■ **Task to complete**: Locate each line below that contains the string "fill" and copy those lines out in full. Case counts.

[Collected data]
+---+

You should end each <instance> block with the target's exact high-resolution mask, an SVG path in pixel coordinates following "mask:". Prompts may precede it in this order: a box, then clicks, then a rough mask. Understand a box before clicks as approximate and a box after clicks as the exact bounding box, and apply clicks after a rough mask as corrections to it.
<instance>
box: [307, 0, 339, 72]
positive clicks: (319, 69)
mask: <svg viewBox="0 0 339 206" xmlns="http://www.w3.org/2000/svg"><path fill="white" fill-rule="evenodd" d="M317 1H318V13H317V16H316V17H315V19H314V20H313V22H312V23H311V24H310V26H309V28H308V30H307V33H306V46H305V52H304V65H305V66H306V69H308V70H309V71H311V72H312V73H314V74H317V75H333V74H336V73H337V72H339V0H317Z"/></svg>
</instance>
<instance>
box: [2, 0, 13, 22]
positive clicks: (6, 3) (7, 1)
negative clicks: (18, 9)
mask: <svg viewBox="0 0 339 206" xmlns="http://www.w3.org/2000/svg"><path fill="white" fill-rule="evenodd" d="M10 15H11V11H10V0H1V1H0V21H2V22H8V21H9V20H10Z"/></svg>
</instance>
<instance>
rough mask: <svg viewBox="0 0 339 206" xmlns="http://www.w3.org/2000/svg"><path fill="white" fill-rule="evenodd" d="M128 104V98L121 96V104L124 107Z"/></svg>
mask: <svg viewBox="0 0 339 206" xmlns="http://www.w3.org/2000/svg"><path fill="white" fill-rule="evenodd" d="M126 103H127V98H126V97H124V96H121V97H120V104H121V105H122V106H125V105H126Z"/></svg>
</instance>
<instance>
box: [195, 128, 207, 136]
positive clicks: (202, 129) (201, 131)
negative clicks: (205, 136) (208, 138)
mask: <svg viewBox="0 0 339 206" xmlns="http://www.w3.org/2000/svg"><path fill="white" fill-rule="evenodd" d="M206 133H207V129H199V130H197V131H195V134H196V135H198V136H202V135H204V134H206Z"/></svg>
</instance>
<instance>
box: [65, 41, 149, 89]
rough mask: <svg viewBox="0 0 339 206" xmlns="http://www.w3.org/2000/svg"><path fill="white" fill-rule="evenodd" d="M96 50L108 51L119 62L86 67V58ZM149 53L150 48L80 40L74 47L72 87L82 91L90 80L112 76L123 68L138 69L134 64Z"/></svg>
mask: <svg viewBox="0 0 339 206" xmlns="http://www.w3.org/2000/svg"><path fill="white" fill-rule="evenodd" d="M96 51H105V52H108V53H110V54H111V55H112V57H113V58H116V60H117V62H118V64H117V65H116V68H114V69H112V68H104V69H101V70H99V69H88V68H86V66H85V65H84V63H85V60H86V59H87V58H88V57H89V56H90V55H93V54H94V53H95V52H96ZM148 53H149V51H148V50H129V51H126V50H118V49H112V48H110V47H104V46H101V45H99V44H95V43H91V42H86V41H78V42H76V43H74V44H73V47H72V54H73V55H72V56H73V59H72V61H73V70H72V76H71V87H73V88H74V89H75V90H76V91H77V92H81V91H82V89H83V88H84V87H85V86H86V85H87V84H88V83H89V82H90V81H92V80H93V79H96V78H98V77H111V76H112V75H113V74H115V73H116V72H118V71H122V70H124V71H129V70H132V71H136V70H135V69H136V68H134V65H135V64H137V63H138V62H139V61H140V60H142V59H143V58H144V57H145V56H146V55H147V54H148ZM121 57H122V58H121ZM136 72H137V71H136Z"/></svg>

+---+

■ **Exercise answer**:
mask: <svg viewBox="0 0 339 206" xmlns="http://www.w3.org/2000/svg"><path fill="white" fill-rule="evenodd" d="M317 1H318V13H317V16H316V17H315V19H314V20H313V22H312V23H311V24H310V26H309V28H308V30H307V33H306V46H305V52H304V65H305V66H306V69H308V70H309V71H311V72H312V73H314V74H317V75H333V74H336V73H337V72H339V0H317Z"/></svg>
mask: <svg viewBox="0 0 339 206" xmlns="http://www.w3.org/2000/svg"><path fill="white" fill-rule="evenodd" d="M10 15H11V11H10V0H1V1H0V21H2V22H8V21H9V20H10Z"/></svg>
rough mask: <svg viewBox="0 0 339 206" xmlns="http://www.w3.org/2000/svg"><path fill="white" fill-rule="evenodd" d="M128 104V98L121 96V104L124 107Z"/></svg>
mask: <svg viewBox="0 0 339 206" xmlns="http://www.w3.org/2000/svg"><path fill="white" fill-rule="evenodd" d="M126 103H127V98H126V97H124V96H121V97H120V104H121V105H122V106H125V105H126Z"/></svg>
mask: <svg viewBox="0 0 339 206" xmlns="http://www.w3.org/2000/svg"><path fill="white" fill-rule="evenodd" d="M206 133H207V129H199V130H197V131H195V134H196V135H198V136H202V135H204V134H206Z"/></svg>
rough mask: <svg viewBox="0 0 339 206" xmlns="http://www.w3.org/2000/svg"><path fill="white" fill-rule="evenodd" d="M96 50L108 51L119 62L86 67V58ZM149 53L150 48L80 40L74 47L72 87L82 91L90 80L112 76L123 68L138 69L134 64Z"/></svg>
mask: <svg viewBox="0 0 339 206" xmlns="http://www.w3.org/2000/svg"><path fill="white" fill-rule="evenodd" d="M96 51H105V52H108V53H110V54H111V55H112V57H113V58H116V60H117V62H118V64H117V65H116V68H114V69H112V68H104V69H101V70H99V69H88V68H86V66H85V65H84V63H85V60H86V59H87V58H88V57H89V56H90V55H93V54H94V53H95V52H96ZM148 53H149V51H148V50H129V51H126V50H118V49H112V48H110V47H104V46H101V45H99V44H95V43H91V42H86V41H78V42H76V43H74V44H73V47H72V54H73V55H72V56H73V59H72V61H73V70H72V76H71V87H73V88H74V89H75V90H76V91H77V92H81V91H82V89H83V88H84V87H85V86H86V85H87V84H88V83H89V82H90V81H92V80H93V79H96V78H98V77H111V76H112V75H113V74H115V73H116V72H118V71H122V70H124V71H129V70H132V71H136V70H135V69H136V68H134V65H135V64H137V63H138V62H139V61H140V60H142V59H143V58H144V57H145V56H146V55H147V54H148ZM121 57H122V58H121ZM136 72H137V71H136Z"/></svg>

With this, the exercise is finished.